Transcribe every entry word for word, but skip the images.
-=-=-
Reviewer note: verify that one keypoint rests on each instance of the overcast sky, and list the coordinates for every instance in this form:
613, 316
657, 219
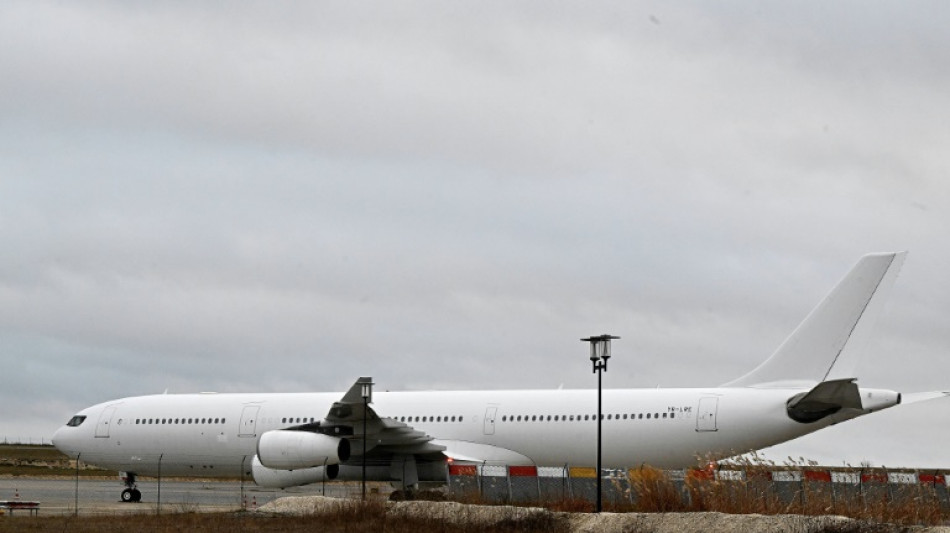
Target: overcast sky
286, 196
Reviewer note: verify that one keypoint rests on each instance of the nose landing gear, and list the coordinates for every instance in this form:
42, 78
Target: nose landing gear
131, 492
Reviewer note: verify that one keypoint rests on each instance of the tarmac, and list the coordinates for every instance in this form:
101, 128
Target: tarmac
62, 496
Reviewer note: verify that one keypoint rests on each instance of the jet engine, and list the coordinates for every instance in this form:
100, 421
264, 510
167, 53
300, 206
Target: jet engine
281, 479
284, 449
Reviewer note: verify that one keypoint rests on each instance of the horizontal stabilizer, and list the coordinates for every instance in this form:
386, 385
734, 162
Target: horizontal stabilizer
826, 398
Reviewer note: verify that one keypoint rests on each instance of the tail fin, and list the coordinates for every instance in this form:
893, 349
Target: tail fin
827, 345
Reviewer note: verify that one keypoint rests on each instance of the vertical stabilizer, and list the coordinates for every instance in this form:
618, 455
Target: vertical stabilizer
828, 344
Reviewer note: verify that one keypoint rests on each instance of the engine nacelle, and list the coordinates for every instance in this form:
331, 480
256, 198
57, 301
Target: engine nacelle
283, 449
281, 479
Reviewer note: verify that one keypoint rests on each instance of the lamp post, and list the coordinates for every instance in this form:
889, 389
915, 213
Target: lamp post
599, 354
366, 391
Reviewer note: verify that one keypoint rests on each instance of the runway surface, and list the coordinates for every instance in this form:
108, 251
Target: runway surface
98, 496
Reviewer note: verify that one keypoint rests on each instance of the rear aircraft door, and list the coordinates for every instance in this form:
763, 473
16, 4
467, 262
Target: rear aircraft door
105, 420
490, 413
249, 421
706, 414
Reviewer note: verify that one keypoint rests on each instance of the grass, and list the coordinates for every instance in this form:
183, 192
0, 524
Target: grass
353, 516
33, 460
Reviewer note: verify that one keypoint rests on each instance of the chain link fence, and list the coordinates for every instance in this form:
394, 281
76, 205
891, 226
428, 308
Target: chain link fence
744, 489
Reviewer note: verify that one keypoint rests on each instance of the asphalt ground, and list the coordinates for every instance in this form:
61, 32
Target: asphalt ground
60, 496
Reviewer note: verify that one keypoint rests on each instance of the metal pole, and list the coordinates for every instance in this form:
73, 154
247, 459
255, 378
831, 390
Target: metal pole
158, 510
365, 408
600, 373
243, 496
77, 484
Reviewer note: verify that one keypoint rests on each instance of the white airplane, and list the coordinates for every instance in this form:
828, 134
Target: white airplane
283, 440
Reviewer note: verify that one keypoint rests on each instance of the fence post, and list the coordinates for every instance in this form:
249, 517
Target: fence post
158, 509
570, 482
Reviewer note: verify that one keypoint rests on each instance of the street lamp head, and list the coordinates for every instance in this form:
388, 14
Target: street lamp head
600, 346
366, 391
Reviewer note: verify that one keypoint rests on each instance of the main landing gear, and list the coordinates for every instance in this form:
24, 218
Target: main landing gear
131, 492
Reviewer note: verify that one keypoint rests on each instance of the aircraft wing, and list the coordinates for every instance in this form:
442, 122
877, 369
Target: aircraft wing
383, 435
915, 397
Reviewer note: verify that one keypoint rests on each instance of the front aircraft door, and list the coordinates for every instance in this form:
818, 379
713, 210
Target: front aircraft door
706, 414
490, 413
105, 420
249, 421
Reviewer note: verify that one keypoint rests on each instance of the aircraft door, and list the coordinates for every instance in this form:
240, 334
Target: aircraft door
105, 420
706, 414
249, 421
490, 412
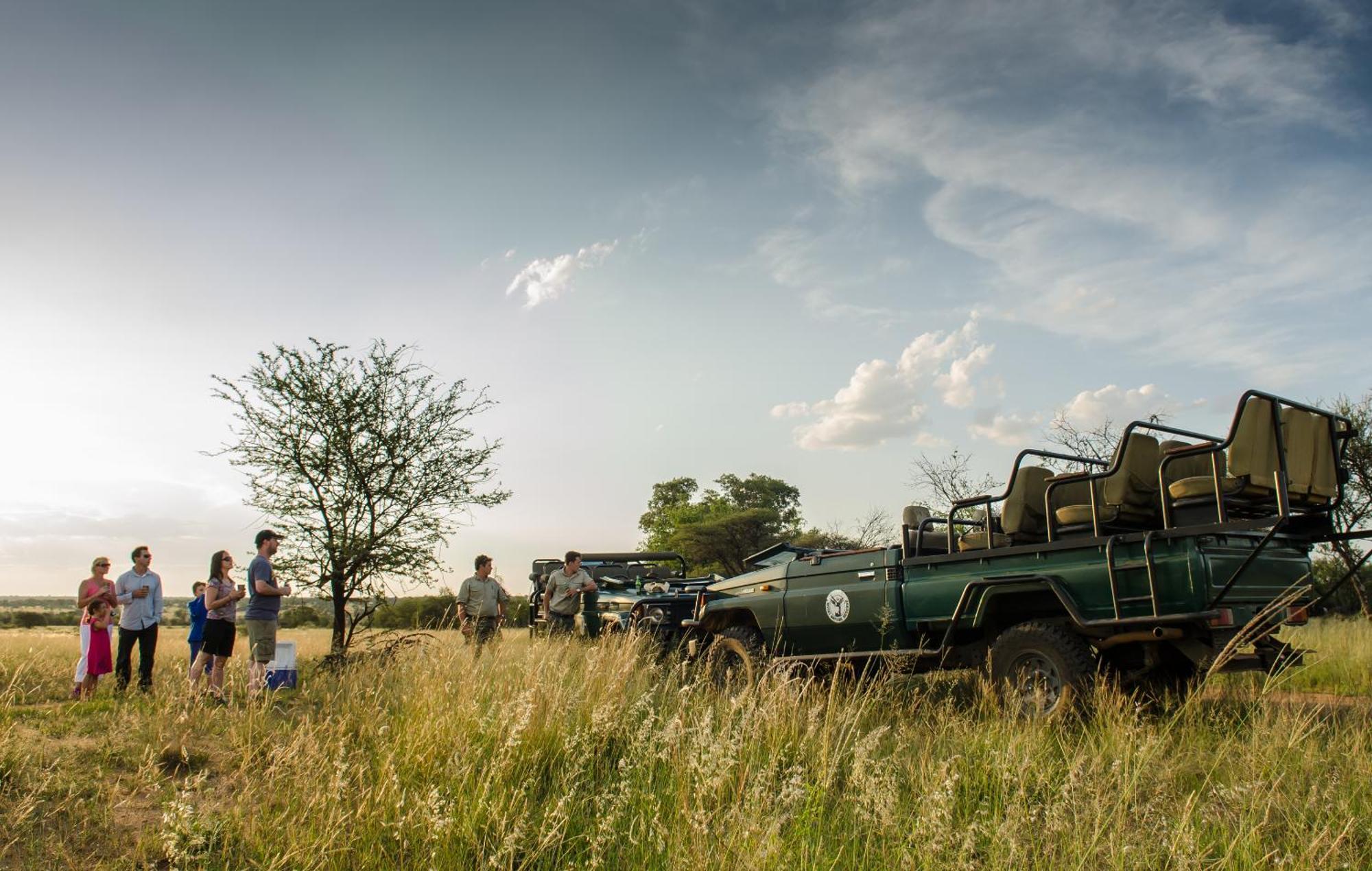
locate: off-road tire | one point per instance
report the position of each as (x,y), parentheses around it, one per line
-=-=-
● **ANSWER FOR THIS EXERCISE**
Reviewer note: verify that one keypoint rests on each instance of the overcast sky, and list the coordinates for every instance in this form:
613, 316
657, 219
Target: overcast sky
286, 196
Reviewer note: verify that one keypoint rests on each instance of the nose landing gear, and list the coordinates for every instance in this form:
42, 78
Target: nose landing gear
131, 492
Reviewer note: verify that one keypoint rests on each instance of the tarmac, and list the coordinates for every instance in this form:
101, 128
Target: tarmac
62, 496
Reviewer note: verify that one keypoint rests on each instance of the jet engine, and list the coordinates for every instance in this form:
100, 421
264, 510
167, 53
300, 206
Target: jet engine
281, 479
284, 449
Reviewer note: verify that one keypoint rests on each instance of the horizontal stabilizer, and list the coordinates for every instance in this form:
386, 385
734, 162
Target: horizontal stabilizer
826, 398
Reviewer note: verify that one keypoint rests on each instance of the tail fin, and list the coordinates for every instance in this form:
893, 349
Target: tail fin
827, 345
Reviewer note: verify that one keypoint rests on each instance of the vertical stabilizer, and list the coordinates for every instance in this form:
618, 455
Target: vertical stabilizer
828, 344
Reviewer note: verify that one keypoint rests on each instance of the engine nacelle, and list the coordinates for every instance in this form:
331, 480
256, 198
57, 301
Target: engine nacelle
283, 449
281, 479
Reviewer note: verify that one keypoint rests on each instance of the lamp post, and list the coordinates for every instance in this form:
889, 389
915, 213
Target: lamp post
599, 354
366, 391
Reviewer note: verify that one keypoint rests on each instance of the runway surface, and list the coordinates for every instance in this form:
108, 251
Target: runway surface
98, 496
Reviewer note: verify that one keypoint rests on each instance of the rear aircraft door, and list the coordinates for every instance in this form:
763, 473
16, 4
467, 262
Target: rear aircraft door
105, 420
490, 413
249, 421
706, 414
Reviewer note: verify that one keypoint rests on each instance of the grass, and list the coordinates for every instance in this form:
183, 192
0, 524
Target: grass
353, 516
33, 460
Reviewer note: verify that one keypoint rests on each instance of the chain link fence, and list the coordinates for every instance in this form:
394, 281
76, 205
891, 226
428, 308
Target: chain link fence
744, 489
Reviewer note: verify that one keypoint rests on each instance of the asphalt ground, and list the coordinates for every instance in this form:
61, 32
Target: asphalt ground
60, 496
Reviewer note: verify that one keypoint rests on each instance of the metal pole, and list the coordinates for every instance in this form:
73, 154
247, 459
255, 378
831, 390
Target: metal pole
158, 510
365, 408
600, 373
243, 496
77, 484
Reviewer note: verify that one keypoint rests on each instance of the white airplane, and list the coordinates for every instance in this form:
828, 134
Target: white airplane
283, 440
Reviewer note: verify that one keypoint rests on each instance of the fence post, and list the coordinates for every instance in this form:
249, 517
Target: fence post
158, 509
570, 482
Reviewer note: verify that one keypoint rests on each instance of the street lamp head, and list the coordinates for every instance in this form:
388, 14
Target: street lamp head
600, 346
366, 391
Reviewer note: verify that one keypoint rests on each instance of the main landing gear, and list the coordinates for every instance in this form:
24, 218
Target: main landing gear
131, 492
Reviewer note: verify that one keypoint rests on each instance of the aircraft wing, and list the coordinates for every instance in this form:
442, 122
877, 369
Target: aircraft wing
383, 435
915, 397
Reviewer note: verify that one keypoint rests on each instance of the front aircraft door, and list the coordinates for every instance in this form:
818, 379
713, 210
Target: front aircraft door
706, 414
490, 413
105, 420
249, 421
Reviewer note: verify that one keypoint rests on each instance of the aircraft door, and list the coordinates for every instance in this form:
240, 334
Target: aircraft door
105, 420
706, 414
249, 421
490, 412
locate: off-road tire | one point per instance
report the position of each as (x,y), parentheses around it, one per line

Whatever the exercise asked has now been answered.